## DIRECTION
Render the records between the lines holding "Would you mind pointing at the rear wheel" and "column 23, row 205", inclusive, as a Markdown table with the columns No. and Entry, numbering each line and skipping blank ones.

[Image point annotation entries]
----------------------------------------
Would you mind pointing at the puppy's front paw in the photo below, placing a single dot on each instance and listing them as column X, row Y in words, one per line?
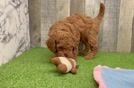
column 89, row 56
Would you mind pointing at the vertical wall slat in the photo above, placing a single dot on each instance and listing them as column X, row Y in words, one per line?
column 110, row 26
column 34, row 12
column 52, row 11
column 132, row 44
column 125, row 26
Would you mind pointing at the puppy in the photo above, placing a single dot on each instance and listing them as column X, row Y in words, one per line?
column 66, row 35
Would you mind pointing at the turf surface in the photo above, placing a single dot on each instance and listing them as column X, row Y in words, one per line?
column 34, row 70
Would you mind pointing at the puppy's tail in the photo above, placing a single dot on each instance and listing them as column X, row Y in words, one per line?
column 101, row 12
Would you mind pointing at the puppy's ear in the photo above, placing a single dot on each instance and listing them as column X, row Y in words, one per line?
column 51, row 44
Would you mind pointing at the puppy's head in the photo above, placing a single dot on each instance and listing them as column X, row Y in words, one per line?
column 63, row 44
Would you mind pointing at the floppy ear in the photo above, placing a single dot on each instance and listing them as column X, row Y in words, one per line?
column 51, row 44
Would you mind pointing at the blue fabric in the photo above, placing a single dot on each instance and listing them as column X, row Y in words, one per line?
column 117, row 78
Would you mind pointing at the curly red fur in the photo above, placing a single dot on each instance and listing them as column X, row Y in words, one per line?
column 65, row 35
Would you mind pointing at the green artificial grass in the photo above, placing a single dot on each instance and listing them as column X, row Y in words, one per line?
column 33, row 69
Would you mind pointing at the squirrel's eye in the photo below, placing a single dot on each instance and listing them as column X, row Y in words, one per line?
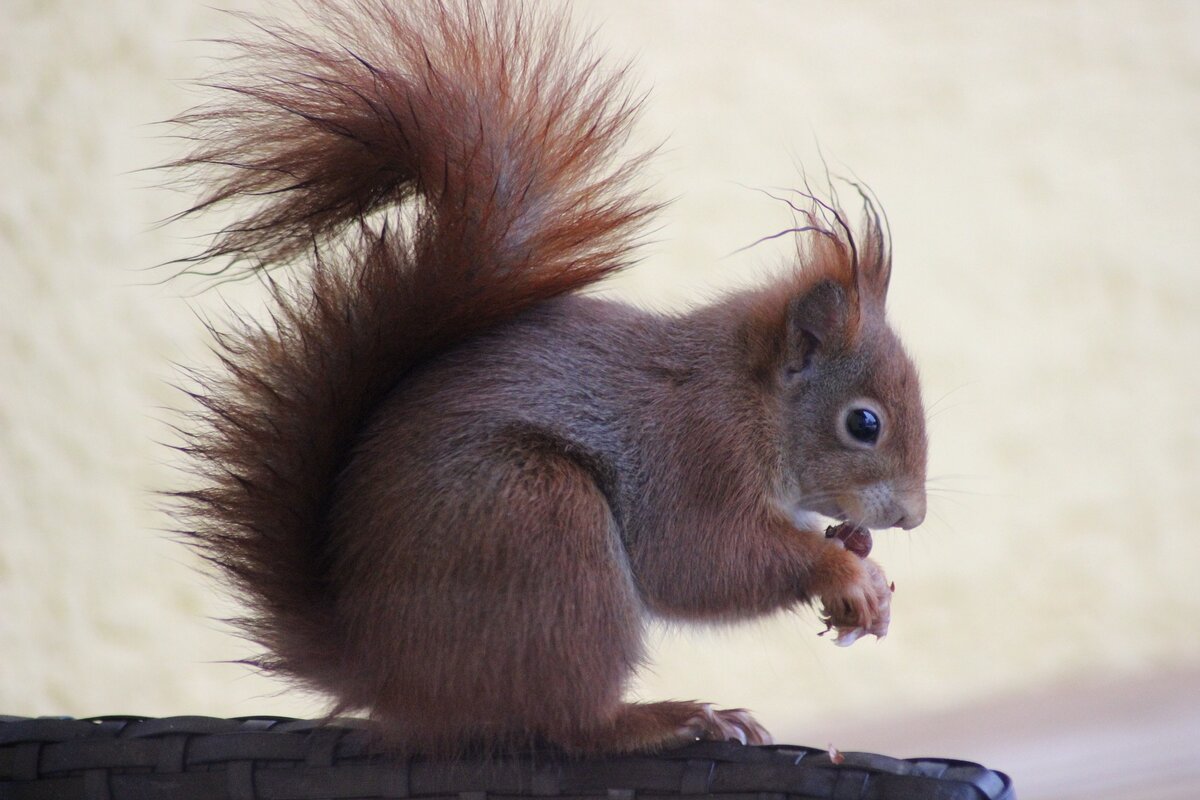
column 863, row 425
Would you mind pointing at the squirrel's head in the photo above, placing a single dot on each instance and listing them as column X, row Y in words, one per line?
column 853, row 425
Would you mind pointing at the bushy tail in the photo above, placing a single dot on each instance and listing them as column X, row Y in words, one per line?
column 443, row 168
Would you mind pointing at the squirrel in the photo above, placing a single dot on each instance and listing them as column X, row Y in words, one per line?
column 449, row 482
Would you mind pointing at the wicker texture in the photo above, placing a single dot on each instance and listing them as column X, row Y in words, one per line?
column 195, row 758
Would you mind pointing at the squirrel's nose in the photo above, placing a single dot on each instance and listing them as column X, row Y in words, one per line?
column 912, row 512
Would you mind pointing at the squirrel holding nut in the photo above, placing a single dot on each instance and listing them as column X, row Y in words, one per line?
column 450, row 483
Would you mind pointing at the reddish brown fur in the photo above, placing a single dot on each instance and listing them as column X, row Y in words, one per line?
column 449, row 486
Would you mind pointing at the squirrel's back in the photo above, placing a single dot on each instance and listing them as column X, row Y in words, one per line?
column 449, row 487
column 439, row 168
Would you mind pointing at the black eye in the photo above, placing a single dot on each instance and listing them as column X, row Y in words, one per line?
column 863, row 425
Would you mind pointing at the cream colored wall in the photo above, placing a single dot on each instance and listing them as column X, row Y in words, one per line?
column 1041, row 167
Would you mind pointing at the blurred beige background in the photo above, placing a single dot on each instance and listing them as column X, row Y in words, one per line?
column 1041, row 167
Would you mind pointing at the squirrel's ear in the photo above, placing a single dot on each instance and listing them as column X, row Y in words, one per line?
column 815, row 320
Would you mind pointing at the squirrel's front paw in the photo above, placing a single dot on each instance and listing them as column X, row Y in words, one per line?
column 856, row 600
column 727, row 725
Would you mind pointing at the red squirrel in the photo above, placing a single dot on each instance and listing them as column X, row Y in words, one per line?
column 449, row 483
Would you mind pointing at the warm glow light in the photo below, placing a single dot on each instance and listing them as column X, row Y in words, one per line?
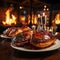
column 9, row 20
column 21, row 7
column 34, row 20
column 43, row 13
column 38, row 15
column 57, row 19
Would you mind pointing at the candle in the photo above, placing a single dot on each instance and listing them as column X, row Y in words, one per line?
column 33, row 27
column 45, row 19
column 41, row 20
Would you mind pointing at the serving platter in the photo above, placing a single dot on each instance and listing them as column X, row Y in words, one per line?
column 55, row 46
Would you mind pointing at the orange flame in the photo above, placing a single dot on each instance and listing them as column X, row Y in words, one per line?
column 9, row 20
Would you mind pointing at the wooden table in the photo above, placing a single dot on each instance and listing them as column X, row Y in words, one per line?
column 8, row 53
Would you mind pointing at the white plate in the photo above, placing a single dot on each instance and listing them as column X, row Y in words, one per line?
column 53, row 47
column 4, row 36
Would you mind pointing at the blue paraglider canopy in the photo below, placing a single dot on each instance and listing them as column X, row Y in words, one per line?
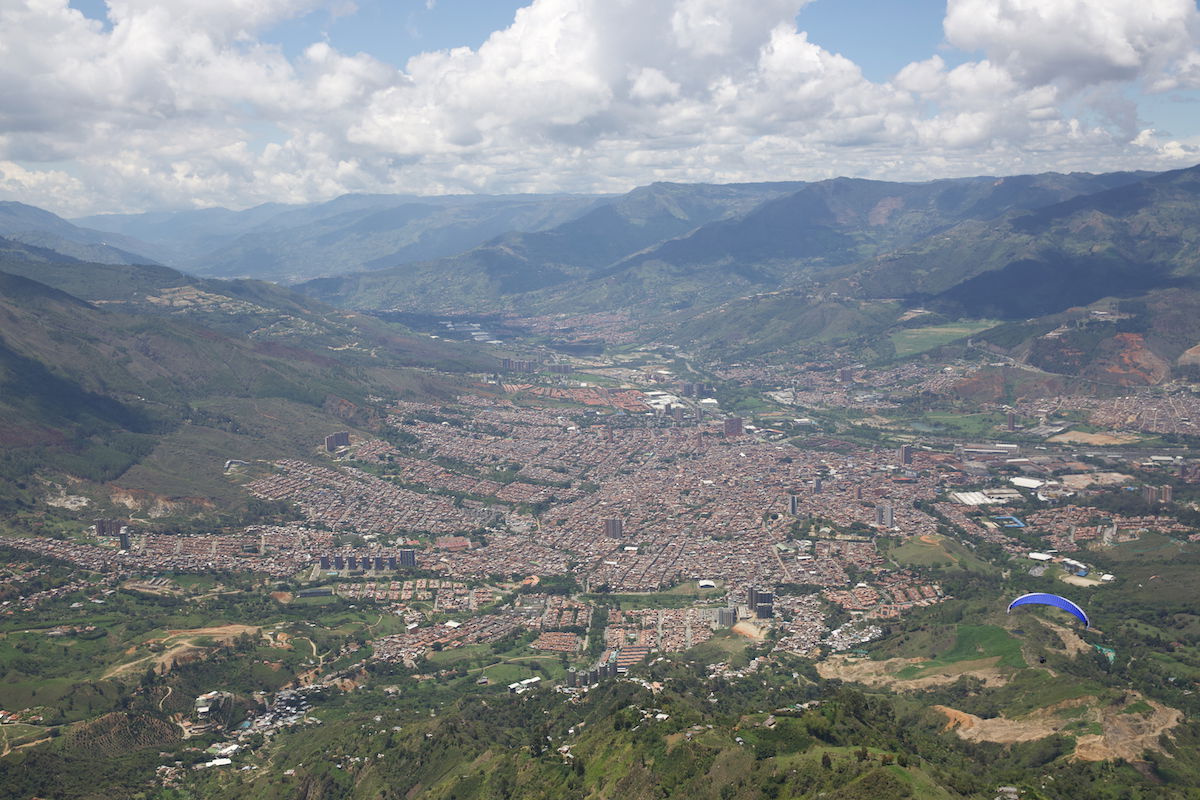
column 1042, row 599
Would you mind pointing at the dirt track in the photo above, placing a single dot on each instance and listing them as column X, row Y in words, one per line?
column 183, row 650
column 1126, row 735
column 881, row 674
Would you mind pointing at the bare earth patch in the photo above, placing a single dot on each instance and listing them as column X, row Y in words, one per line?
column 882, row 674
column 1071, row 641
column 1080, row 438
column 1126, row 735
column 749, row 631
column 1095, row 479
column 181, row 648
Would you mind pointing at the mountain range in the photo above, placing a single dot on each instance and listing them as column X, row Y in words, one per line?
column 149, row 380
column 760, row 270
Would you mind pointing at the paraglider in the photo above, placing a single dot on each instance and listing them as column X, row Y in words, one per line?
column 1043, row 599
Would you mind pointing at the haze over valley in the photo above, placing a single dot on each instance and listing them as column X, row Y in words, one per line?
column 598, row 400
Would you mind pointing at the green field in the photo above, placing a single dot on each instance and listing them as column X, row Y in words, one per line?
column 911, row 341
column 940, row 552
column 971, row 643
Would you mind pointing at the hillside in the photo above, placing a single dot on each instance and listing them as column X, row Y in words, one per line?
column 672, row 246
column 153, row 380
column 364, row 232
column 1122, row 241
column 33, row 226
column 497, row 272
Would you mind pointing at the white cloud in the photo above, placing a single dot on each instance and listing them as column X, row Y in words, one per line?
column 183, row 103
column 1080, row 42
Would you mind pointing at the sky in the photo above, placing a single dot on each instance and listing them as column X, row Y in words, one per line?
column 123, row 106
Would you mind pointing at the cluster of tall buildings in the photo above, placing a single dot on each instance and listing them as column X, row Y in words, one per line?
column 114, row 528
column 402, row 559
column 1156, row 494
column 762, row 603
column 520, row 365
column 335, row 440
column 594, row 675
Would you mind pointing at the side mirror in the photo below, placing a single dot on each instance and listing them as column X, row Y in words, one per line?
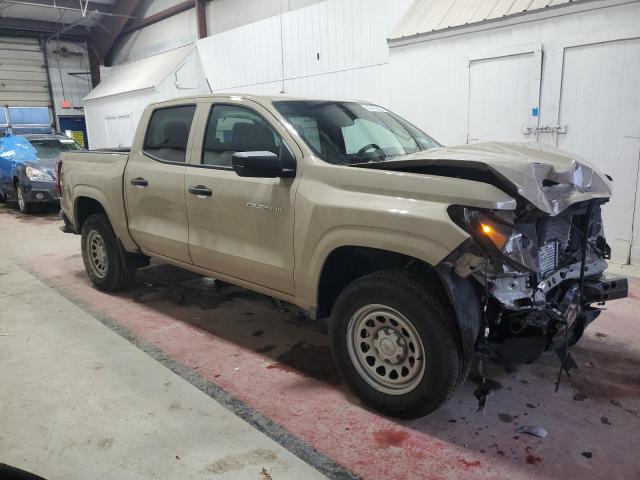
column 259, row 164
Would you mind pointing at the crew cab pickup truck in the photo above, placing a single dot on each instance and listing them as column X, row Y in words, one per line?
column 420, row 256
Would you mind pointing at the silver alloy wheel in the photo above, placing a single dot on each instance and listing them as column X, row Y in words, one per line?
column 97, row 253
column 21, row 204
column 385, row 349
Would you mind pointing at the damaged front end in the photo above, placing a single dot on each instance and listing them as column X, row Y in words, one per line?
column 537, row 275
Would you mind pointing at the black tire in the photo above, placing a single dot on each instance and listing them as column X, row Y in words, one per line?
column 117, row 267
column 23, row 206
column 432, row 322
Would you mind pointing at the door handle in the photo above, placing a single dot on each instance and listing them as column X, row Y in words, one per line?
column 200, row 191
column 139, row 182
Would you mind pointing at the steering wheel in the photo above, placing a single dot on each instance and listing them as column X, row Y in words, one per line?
column 367, row 147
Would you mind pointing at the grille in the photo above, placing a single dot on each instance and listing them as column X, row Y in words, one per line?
column 556, row 229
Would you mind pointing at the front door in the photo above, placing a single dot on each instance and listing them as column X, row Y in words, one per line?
column 154, row 184
column 240, row 226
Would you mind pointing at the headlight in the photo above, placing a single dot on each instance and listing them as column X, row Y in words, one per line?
column 496, row 234
column 38, row 175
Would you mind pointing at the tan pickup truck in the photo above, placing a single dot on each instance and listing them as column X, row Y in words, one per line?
column 420, row 256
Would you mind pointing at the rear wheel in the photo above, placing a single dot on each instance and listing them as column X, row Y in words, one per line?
column 395, row 344
column 109, row 267
column 23, row 205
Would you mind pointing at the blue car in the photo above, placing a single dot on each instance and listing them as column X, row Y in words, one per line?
column 28, row 168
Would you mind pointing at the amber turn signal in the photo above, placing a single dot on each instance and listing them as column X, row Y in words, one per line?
column 497, row 237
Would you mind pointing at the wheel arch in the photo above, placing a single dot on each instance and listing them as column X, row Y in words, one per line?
column 84, row 207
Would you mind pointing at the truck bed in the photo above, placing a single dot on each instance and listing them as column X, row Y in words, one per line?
column 97, row 175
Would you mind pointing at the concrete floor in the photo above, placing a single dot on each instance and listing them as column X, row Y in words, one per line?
column 86, row 387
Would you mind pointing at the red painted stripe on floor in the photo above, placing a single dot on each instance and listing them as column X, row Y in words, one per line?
column 220, row 344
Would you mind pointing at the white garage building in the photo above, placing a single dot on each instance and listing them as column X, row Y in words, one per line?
column 113, row 108
column 558, row 72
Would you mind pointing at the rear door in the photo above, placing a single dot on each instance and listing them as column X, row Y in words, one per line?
column 154, row 183
column 244, row 227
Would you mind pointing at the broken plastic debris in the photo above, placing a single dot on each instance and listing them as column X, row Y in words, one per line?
column 532, row 430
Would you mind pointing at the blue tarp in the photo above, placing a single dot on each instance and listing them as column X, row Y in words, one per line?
column 14, row 150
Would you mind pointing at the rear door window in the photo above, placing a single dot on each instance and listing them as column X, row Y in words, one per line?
column 168, row 133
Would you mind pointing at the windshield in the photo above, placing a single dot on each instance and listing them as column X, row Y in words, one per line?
column 51, row 148
column 347, row 133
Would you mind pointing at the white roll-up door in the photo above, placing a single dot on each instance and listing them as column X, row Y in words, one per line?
column 23, row 79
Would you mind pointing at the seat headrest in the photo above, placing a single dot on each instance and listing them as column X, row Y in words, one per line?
column 250, row 137
column 176, row 134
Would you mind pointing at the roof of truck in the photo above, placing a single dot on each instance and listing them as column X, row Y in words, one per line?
column 257, row 98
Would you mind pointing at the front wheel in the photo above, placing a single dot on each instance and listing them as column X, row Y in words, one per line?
column 109, row 267
column 395, row 344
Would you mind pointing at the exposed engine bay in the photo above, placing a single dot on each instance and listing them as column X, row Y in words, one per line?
column 538, row 277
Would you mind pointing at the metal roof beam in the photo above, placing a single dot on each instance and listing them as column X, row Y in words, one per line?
----------------------------------------
## COMPLETE OUTPUT
| No. | Entry |
|---|---|
| 1 | Would you mind pointing at the rear wheel in the photo above, placing a single dot on each instance and listing them as column X, row Y in words, one per line? |
| 2 | column 395, row 344 |
| 3 | column 109, row 267 |
| 4 | column 23, row 205 |